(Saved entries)
══════════
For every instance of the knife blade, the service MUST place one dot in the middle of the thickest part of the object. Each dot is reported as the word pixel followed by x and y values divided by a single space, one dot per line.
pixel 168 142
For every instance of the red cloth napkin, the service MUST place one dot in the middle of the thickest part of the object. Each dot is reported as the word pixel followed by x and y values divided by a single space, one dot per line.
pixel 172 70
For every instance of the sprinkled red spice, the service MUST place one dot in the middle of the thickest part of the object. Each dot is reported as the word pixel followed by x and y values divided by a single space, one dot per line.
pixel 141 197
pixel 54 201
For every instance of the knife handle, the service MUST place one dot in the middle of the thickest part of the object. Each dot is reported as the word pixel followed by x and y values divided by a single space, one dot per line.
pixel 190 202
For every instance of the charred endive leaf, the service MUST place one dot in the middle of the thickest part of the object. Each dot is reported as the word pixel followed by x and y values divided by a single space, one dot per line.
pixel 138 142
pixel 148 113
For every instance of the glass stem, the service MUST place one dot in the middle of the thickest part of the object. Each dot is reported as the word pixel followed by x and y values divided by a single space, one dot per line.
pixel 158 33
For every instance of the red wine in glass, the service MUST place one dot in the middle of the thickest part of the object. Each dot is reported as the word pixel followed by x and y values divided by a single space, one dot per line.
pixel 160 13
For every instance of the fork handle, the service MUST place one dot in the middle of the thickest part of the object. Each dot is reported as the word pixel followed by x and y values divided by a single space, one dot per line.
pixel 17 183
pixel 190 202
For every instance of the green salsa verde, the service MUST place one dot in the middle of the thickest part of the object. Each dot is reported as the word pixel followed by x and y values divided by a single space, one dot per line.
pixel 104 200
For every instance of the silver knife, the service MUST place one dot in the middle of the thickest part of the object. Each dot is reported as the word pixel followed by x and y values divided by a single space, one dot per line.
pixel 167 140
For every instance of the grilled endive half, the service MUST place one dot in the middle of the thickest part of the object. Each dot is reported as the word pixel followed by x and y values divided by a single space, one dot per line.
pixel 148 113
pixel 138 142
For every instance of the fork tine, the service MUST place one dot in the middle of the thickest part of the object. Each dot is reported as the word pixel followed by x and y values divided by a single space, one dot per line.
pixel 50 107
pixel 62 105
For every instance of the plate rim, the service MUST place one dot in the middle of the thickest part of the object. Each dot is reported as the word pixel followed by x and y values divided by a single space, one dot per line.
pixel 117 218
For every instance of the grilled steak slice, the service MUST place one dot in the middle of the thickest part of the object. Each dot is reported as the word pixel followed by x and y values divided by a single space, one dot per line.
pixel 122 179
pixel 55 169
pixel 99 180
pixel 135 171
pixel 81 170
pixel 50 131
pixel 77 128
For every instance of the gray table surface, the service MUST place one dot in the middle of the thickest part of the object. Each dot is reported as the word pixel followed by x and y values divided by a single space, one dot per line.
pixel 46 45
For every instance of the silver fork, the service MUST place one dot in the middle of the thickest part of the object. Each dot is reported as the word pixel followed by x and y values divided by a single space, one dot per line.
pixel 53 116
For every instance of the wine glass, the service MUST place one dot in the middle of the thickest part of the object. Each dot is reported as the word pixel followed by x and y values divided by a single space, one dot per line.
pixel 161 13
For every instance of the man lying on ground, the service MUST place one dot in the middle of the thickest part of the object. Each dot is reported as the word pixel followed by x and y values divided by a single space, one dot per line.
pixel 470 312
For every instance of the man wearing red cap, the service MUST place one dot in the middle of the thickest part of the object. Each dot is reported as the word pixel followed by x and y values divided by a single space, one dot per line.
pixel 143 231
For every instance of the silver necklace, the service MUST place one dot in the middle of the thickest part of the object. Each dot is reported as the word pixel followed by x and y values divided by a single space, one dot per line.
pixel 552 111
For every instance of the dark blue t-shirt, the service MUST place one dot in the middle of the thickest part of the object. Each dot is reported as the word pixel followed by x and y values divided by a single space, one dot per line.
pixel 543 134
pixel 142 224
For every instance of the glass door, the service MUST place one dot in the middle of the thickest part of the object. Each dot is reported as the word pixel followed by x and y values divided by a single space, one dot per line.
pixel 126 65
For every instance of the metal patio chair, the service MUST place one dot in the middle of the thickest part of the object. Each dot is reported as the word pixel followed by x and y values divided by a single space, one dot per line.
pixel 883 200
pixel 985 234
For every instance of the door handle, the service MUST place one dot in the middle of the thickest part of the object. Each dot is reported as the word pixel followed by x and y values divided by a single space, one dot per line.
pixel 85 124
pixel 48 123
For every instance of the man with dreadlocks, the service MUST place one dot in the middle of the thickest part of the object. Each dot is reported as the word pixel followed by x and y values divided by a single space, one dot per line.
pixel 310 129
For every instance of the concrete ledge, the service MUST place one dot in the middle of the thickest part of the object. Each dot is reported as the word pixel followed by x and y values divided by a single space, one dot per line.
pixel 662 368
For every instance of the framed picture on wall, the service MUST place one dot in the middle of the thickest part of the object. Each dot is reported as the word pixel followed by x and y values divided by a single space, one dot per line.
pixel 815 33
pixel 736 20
══════════
▸ **TASK TO CARRY OUT**
The response should be a verbatim transcription of the data.

▸ **RESULT FOR THIS TASK**
For every instance of the knife blade, the service MUST place one dot in the middle of the thickest part of the object. Each dot is reported as the word pixel followed by x and y values divided by a single space, one dot per line.
pixel 168 142
For every instance of the red cloth napkin, the service MUST place one dot in the middle of the thickest part of the object. Each dot is reported as the word pixel followed by x and y values divided by a single space, one dot per line.
pixel 172 70
For every instance of the sprinkled red spice, the service MUST place one dot in the middle of the thickest part of the object. Each dot is reported as the word pixel followed by x and y values divided by a single space, one dot per line.
pixel 141 197
pixel 54 201
For every instance of the knife handle, the service MUST place one dot in the middle of the thickest part of the object. Each dot is reported as the word pixel followed by x and y values divided by a single space, one dot per line.
pixel 190 202
For every instance of the charred endive leaf, the service MUST place one dot in the middle of the thickest part of the object. Each dot is reported as the word pixel followed by x and y values divided by a single space, one dot per line.
pixel 138 142
pixel 148 113
For every instance of the glass stem, the service MUST place one dot in the middle of the thickest part of the object. Each dot is reported as the word pixel followed by x and y values divided by a single space, one dot per line.
pixel 158 33
For every instance of the red wine in glass, the service MUST place one dot in the middle of the thickest part of the object. Each dot is reported as the word pixel followed by x and y values divided by a single space, one dot per line.
pixel 160 13
For every instance of the fork handle, the service MUST place one dot in the middle of the thickest part of the object. Each dot is reported as the word pixel followed by x and y values divided by a single space, one dot per line.
pixel 17 183
pixel 190 202
For every instance of the green salsa verde, the service MUST place one dot in the middle of the thickest part of the object. Each dot is reported as the word pixel followed by x and y values divided by a single space, one dot per line.
pixel 104 200
For every instance of the silver knife, the service MUST place one dot in the middle of the thickest part of the object. Each dot is reported as the word pixel followed by x and y values divided by a single space, one dot per line.
pixel 167 140
For every instance of the grilled endive half, the service MUST place one dot in the middle of the thickest part of the object. Each dot is reported as the word pixel followed by x and y values divided by a single space, one dot per line.
pixel 148 113
pixel 138 142
For every instance of the fork tine, the service MUST place one dot in the middle of the thickest part of the object. Each dot is reported as the word pixel followed by x and y values divided by a single space, one dot per line.
pixel 50 107
pixel 62 105
For every instance of the plate rim, the service MUST place one dot in the middle of the thickest part of the object. Each dot is reported as the word pixel followed by x and y values divided by a single space, one dot per line.
pixel 117 218
For every instance of the grilled steak slice, the service MUST place one dot in the middle of the thickest part of the object. Each dot is reported as the word pixel followed by x and y values divided by a single space, one dot per line.
pixel 122 179
pixel 55 169
pixel 99 180
pixel 135 171
pixel 81 170
pixel 50 131
pixel 77 128
For every instance of the gray table surface, the service MUST place one dot in the middle of the thickest part of the object. Each dot is reported as the word pixel followed by x and y values divided by a single space, one dot per line.
pixel 46 45
For every instance of the silver fork, the service MUST place one dot in the middle of the thickest part of the object. Each dot is reported as the word pixel followed by x and y values divided by a single space, one dot per line.
pixel 53 116
For every instance of the wine glass, the service MUST place one dot in the middle of the thickest part of the object. Each dot is reported as the word pixel followed by x and y values divided by a single space, one dot per line.
pixel 161 13
For every instance of the man lying on ground, the service MUST place one dot in the middle of the thickest part of the object. Each dot is reported as the word pixel followed by x and y values divided by a single space, one dot per line.
pixel 470 312
For every instance of the man wearing red cap, the service MUST place one dot in the middle of the thickest part of the object. Each dot is reported as the word pixel followed by x and y values divided by a single space, one dot per line.
pixel 143 231
For every instance of the silver necklace, the service MUST place one dot in the middle of the thickest part of the object. Each dot is reported as the word pixel followed by x and y values divided by a single space, one dot per line.
pixel 552 111
For every instance of the dark blue t-shirt, the service MUST place one dot in the middle of the thickest part of the object. Each dot is reported as the word pixel followed by x and y values divided by a single space, one dot per line.
pixel 543 134
pixel 142 224
For every instance of the glass door, the service MUST place one dot in the middle of the thickest part of the object. Each dot is reported as the word pixel followed by x and y values divided by a single space, one dot per line.
pixel 126 65
For every instance of the metal patio chair, the service MUST place one dot in the middle of the thickest part of the object. Each dot is reported as the word pixel followed by x and y values divided by a single space, one dot per line.
pixel 883 200
pixel 985 234
For every instance of the door handle, the service MUST place one dot in the middle of the thickest part of the object. Each dot is reported as the word pixel followed by x and y values divided by a single space, one dot per line.
pixel 85 124
pixel 48 123
For every instance of the man with dreadlocks, the service MUST place one dot in the middle of the thickest part of the object. Each dot is reported as the word pixel followed by x and y values divided by a single space, one dot per line.
pixel 310 129
For every instance of the concrete ledge, the service MUST place one dot in the middle of the thickest part of the object. Each dot is reported as the word pixel followed by x and y values divided by a single space, one dot per line.
pixel 662 368
For every instance of the framed picture on wall, the service MUST place one dot in the middle of the thickest part of the object. Each dot is reported as the word pixel followed by x and y values divided by a single space, one dot per line.
pixel 815 33
pixel 736 20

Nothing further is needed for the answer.